# Start of Source document

# NAA Guardian .32ACP



## kev74 (Mar 22, 2008)

Does anyone here have any opinions about the North American Arms .32APC they'd like to share? 

The caliber is a bit small, but it looks like a neat little gun. I don't know if its neat enough to stir up the War Department (Mrs.) though...:smt083


----------



## gilfo (Dec 5, 2007)

Never actualy shot one, but after handling it's a pretty heavy gun. I have a KelTec P32. You might want to look into. I have never had a problem with it, but you must beware of rimlock, it's for real.


----------



## benzuncle (Aug 29, 2007)

kev, my first carry gun was an NAA Guardian 380. I chose the 380 caliber after a lot of research. The 380 caliber seems to be the minimum recommended SD round. (I realize that people have been dropped by 22LR, 25acp and 32 also, and, while we're at it, bricks and rocks too. But the 380 ended up my choice.) The Guardian is not the lightest gun in the small gun category. I really didn't give a rat's butt about the weight and after carrying it often during the last 15 months, I haven't changed my mind. I like the all Stainless Steel components and the broader options concerning ammo. I carry 102gr Remington Golden Sabers for SD. I use a DeSantis Nemesis pocket holster for concealment and carry this whenever my clothing won't allow me to carry my other 2 carry pieces. As for quality, NAA makes quality firearms. I initially had thought I wanted a 22 magnum NAA but decided on centerfire ammo for the reliability reasons. Good luck in your research/search. You _will_ let us know, right?

# End of Source document
# Start of Excerpted data

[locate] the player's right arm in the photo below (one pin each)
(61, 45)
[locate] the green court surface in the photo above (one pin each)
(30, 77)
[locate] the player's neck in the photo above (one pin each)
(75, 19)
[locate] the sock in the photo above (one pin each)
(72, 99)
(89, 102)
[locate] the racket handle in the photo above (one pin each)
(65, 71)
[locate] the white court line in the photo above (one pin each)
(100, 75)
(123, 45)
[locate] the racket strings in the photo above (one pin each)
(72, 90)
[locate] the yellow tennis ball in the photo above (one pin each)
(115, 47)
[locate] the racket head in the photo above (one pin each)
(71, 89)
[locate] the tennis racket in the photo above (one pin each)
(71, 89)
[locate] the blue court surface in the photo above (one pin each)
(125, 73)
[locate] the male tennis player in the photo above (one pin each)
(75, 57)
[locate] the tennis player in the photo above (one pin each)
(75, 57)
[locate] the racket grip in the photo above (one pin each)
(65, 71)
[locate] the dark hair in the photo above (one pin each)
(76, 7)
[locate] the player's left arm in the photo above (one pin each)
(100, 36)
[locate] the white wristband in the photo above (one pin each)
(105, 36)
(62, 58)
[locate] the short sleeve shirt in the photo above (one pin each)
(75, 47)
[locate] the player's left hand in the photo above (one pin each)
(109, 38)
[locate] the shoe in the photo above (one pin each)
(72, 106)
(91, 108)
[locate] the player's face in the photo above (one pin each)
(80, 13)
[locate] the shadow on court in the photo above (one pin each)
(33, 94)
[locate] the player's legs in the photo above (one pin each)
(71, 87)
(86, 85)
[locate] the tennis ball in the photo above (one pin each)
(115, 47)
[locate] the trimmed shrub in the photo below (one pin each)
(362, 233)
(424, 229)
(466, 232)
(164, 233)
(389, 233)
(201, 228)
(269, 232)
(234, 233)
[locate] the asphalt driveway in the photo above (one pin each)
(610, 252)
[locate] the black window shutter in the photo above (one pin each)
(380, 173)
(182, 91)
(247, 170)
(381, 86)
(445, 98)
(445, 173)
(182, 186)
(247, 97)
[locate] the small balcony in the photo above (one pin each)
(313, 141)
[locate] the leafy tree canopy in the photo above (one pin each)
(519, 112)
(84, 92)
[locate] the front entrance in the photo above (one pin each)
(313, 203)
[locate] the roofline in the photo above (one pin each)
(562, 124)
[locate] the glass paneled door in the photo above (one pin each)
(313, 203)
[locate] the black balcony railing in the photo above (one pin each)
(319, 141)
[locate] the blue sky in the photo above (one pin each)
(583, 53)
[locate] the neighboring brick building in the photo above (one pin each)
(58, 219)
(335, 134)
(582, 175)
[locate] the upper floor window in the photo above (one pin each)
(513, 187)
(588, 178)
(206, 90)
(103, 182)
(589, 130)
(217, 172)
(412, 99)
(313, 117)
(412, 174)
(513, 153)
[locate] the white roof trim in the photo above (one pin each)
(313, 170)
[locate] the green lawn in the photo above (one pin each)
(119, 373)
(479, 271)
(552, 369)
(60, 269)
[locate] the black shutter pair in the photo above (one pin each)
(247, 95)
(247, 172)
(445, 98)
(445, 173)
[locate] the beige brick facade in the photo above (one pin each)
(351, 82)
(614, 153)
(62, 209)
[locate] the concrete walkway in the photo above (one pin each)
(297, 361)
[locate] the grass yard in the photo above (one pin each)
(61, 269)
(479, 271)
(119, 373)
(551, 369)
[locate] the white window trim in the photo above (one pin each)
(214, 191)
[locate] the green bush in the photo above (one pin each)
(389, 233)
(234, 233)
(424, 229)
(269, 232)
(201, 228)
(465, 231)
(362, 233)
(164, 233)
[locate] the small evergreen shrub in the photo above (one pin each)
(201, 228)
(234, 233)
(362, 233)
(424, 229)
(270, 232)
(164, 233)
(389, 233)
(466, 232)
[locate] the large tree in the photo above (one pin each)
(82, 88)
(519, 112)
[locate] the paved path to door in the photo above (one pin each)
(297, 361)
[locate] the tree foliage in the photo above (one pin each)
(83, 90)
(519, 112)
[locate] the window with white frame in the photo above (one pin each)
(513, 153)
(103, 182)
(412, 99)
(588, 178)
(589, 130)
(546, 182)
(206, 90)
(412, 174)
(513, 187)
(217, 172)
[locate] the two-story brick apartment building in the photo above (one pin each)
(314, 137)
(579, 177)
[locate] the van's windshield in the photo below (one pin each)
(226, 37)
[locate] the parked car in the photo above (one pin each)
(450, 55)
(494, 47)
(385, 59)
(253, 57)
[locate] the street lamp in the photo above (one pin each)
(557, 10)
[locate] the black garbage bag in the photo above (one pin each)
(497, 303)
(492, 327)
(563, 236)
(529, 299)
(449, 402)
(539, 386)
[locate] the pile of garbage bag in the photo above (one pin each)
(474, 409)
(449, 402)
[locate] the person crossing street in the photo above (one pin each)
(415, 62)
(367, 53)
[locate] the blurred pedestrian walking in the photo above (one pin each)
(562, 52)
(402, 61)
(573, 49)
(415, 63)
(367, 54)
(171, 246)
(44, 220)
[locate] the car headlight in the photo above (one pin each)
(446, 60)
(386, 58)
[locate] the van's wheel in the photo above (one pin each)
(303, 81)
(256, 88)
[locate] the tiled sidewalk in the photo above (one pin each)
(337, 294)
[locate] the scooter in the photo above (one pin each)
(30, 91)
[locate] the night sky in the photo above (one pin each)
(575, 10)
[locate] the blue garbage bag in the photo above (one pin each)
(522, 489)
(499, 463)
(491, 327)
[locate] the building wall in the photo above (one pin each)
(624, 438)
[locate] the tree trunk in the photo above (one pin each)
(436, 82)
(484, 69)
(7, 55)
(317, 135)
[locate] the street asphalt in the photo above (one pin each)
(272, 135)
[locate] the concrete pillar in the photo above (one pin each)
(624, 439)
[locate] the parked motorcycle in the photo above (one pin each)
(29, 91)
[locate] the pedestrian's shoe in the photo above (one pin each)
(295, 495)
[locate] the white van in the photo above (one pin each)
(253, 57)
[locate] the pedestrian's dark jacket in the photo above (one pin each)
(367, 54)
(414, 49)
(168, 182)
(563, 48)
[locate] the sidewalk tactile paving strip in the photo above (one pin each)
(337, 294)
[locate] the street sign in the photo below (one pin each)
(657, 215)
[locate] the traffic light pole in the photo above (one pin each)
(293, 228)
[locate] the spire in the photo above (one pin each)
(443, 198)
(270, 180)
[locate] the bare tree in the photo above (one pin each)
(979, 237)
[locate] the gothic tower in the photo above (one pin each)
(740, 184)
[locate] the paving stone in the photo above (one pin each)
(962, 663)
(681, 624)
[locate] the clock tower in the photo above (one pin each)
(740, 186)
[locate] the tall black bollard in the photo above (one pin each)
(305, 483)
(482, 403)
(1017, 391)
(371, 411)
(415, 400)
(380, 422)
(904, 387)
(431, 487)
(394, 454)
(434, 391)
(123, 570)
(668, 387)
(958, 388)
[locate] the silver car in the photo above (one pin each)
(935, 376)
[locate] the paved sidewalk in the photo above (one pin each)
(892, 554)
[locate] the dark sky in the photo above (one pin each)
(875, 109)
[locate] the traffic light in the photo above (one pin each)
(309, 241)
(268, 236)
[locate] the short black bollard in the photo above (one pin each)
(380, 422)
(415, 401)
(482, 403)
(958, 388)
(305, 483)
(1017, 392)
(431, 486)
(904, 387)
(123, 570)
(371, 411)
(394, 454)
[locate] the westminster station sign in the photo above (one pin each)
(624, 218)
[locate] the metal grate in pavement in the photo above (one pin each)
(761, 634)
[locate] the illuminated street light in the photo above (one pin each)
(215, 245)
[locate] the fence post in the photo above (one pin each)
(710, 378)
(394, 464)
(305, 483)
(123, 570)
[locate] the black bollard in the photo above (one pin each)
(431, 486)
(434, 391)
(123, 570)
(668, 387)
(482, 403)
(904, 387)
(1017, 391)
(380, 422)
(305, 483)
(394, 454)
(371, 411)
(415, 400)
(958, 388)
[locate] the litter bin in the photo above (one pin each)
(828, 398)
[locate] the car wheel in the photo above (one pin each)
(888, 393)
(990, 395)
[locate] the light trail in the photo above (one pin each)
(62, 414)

# End of Excerpted data

*Requirement*
Reproduce the NAA Guardian thread word for word, from "## gilfo (Dec" up to and including "it's for real.".

*Exercise solution*
## gilfo (Dec 5, 2007)

Never actualy shot one, but after handling it's a pretty heavy gun. I have a KelTec P32. You might want to look into. I have never had a problem with it, but you must beware of rimlock, it's for real.